== Provided passage ==
>> begin
Add SEM_Overview.md and SEM_Mathematical_Apparatus.md under docs/ and link from README
This commit is contained in:
@@ -0,0 +1,270 @@
|
||||
# SEM — Mathematical Apparatus (Capability Catalog)
|
||||
|
||||
*A non-internal catalog of the operators SEM offers, what each is for,
|
||||
and which entry points of the `sem_cython12` library back them.*
|
||||
|
||||
This document describes WHAT the apparatus does and WHERE to use it.
|
||||
It does not describe HOW any operator works internally — algorithms,
|
||||
formulas, lemmas and proofs are intentionally not reproduced here.
|
||||
|
||||
---
|
||||
|
||||
## Conventions
|
||||
|
||||
- "Item" / "world" / "observation": one row of input data. Items live
|
||||
in some payload space (real numbers, vectors, matrices, sampled
|
||||
functions, sampled manifolds, distributions, complex amplitudes,
|
||||
time-series windows, recursive concept trees) — the apparatus
|
||||
treats them uniformly via a small set of structural operators.
>> end
== Directions ==
A. Which library's entry points back the operators listed in the SEM capability catalog?
B. Continue the SEM capability catalog from where it stops.

== Dataset ==
>> begin
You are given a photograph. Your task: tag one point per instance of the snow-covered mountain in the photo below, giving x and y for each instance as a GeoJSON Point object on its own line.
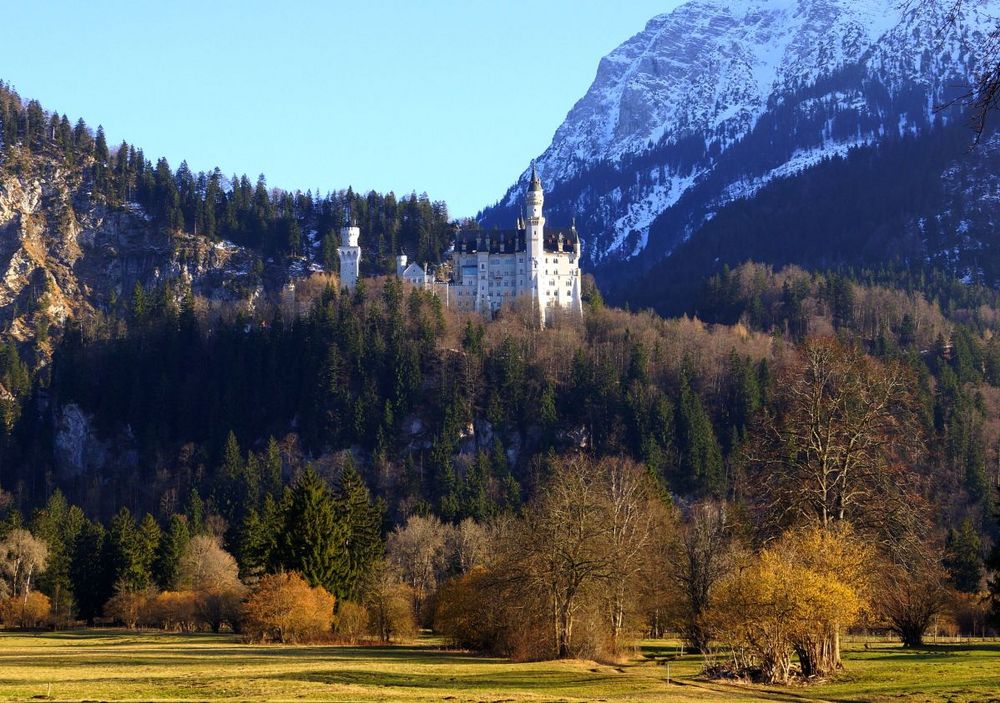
{"type": "Point", "coordinates": [716, 99]}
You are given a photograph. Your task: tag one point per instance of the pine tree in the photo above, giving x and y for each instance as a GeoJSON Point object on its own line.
{"type": "Point", "coordinates": [91, 570]}
{"type": "Point", "coordinates": [363, 545]}
{"type": "Point", "coordinates": [314, 534]}
{"type": "Point", "coordinates": [58, 524]}
{"type": "Point", "coordinates": [701, 456]}
{"type": "Point", "coordinates": [963, 558]}
{"type": "Point", "coordinates": [132, 549]}
{"type": "Point", "coordinates": [172, 546]}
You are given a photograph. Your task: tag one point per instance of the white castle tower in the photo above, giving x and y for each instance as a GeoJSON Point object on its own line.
{"type": "Point", "coordinates": [350, 253]}
{"type": "Point", "coordinates": [534, 234]}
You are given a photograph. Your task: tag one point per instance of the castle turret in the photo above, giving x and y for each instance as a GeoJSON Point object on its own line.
{"type": "Point", "coordinates": [535, 236]}
{"type": "Point", "coordinates": [350, 253]}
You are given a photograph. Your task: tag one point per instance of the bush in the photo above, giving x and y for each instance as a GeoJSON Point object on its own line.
{"type": "Point", "coordinates": [467, 613]}
{"type": "Point", "coordinates": [172, 610]}
{"type": "Point", "coordinates": [27, 611]}
{"type": "Point", "coordinates": [284, 608]}
{"type": "Point", "coordinates": [351, 622]}
{"type": "Point", "coordinates": [128, 605]}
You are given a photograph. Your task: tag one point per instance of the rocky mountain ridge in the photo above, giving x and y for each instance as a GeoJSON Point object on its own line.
{"type": "Point", "coordinates": [64, 254]}
{"type": "Point", "coordinates": [716, 99]}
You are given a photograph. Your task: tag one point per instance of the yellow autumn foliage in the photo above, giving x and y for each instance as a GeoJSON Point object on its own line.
{"type": "Point", "coordinates": [790, 597]}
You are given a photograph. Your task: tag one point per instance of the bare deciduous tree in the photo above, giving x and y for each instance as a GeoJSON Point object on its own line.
{"type": "Point", "coordinates": [22, 557]}
{"type": "Point", "coordinates": [698, 559]}
{"type": "Point", "coordinates": [840, 445]}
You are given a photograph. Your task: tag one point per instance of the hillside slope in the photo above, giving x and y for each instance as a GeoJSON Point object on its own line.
{"type": "Point", "coordinates": [715, 100]}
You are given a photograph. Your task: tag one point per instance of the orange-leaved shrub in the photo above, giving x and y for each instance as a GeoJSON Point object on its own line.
{"type": "Point", "coordinates": [284, 608]}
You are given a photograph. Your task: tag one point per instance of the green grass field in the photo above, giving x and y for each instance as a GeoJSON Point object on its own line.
{"type": "Point", "coordinates": [123, 666]}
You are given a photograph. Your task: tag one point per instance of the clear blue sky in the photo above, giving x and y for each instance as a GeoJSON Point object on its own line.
{"type": "Point", "coordinates": [451, 97]}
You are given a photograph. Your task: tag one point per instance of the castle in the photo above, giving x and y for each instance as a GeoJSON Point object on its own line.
{"type": "Point", "coordinates": [492, 268]}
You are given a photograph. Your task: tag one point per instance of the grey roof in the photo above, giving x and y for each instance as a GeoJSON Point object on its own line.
{"type": "Point", "coordinates": [510, 241]}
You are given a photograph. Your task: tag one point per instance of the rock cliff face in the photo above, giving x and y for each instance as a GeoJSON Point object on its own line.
{"type": "Point", "coordinates": [63, 254]}
{"type": "Point", "coordinates": [714, 100]}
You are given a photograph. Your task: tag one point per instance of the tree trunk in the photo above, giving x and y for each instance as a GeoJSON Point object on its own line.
{"type": "Point", "coordinates": [820, 657]}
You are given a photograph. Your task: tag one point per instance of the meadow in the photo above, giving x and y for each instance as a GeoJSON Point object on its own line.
{"type": "Point", "coordinates": [155, 666]}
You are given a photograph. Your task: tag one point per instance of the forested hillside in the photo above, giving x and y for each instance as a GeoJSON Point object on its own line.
{"type": "Point", "coordinates": [186, 387]}
{"type": "Point", "coordinates": [84, 222]}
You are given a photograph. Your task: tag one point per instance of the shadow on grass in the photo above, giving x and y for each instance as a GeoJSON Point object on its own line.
{"type": "Point", "coordinates": [530, 681]}
{"type": "Point", "coordinates": [929, 652]}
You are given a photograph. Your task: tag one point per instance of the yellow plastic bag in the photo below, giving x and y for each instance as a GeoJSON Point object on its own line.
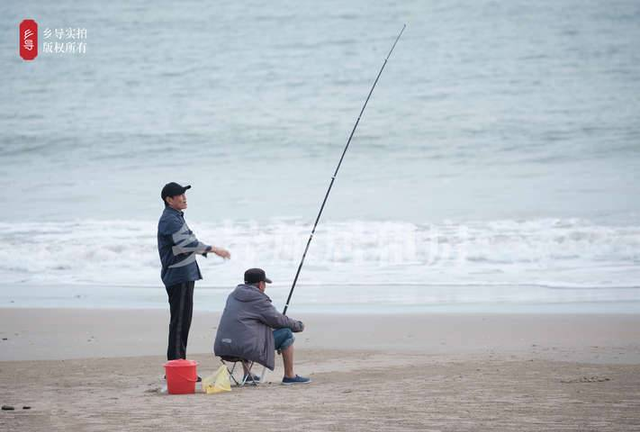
{"type": "Point", "coordinates": [218, 382]}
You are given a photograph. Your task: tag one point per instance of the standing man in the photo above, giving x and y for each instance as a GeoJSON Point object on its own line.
{"type": "Point", "coordinates": [178, 246]}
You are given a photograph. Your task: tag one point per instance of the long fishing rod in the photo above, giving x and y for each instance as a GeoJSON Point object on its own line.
{"type": "Point", "coordinates": [333, 177]}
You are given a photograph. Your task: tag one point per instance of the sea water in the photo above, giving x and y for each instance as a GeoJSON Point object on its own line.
{"type": "Point", "coordinates": [497, 162]}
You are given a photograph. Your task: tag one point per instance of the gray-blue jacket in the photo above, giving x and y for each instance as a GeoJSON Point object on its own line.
{"type": "Point", "coordinates": [178, 246]}
{"type": "Point", "coordinates": [246, 326]}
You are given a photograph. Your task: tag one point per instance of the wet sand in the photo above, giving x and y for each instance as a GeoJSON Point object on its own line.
{"type": "Point", "coordinates": [102, 370]}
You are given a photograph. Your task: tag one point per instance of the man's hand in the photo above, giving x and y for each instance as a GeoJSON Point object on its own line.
{"type": "Point", "coordinates": [221, 252]}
>> end
== Outputs ==
A. The `sem_cython12` library.

B.
|
||||
- "Concept": a subset of items that share structural meaning. The
|
||||
apparatus can either be told the concepts (labelled mode) or
|
||||
discover them from data (unsupervised mode).
|
||||
- "Witness": an item whose structural position carries information
|
||||
beyond merely belonging to one concept.
|
||||
- "Verdict": the system's qualified output for a new observation -
|
||||
one of `confident`, `gap`, `incoherent` (see §4.6).
|
||||
|
||||
All of the apparatus is parameter-free and threshold-free: there are
|
||||
no fitting parameters, no numeric cut-offs, no fidelity knobs.
|
||||
|
||||
---
|
||||
|
||||
## 1. Structural similarity primitives
|
||||
|
||||
These are the lowest-level building blocks. Each is exposed directly
|
||||
in `sem_cython12.wrapper`.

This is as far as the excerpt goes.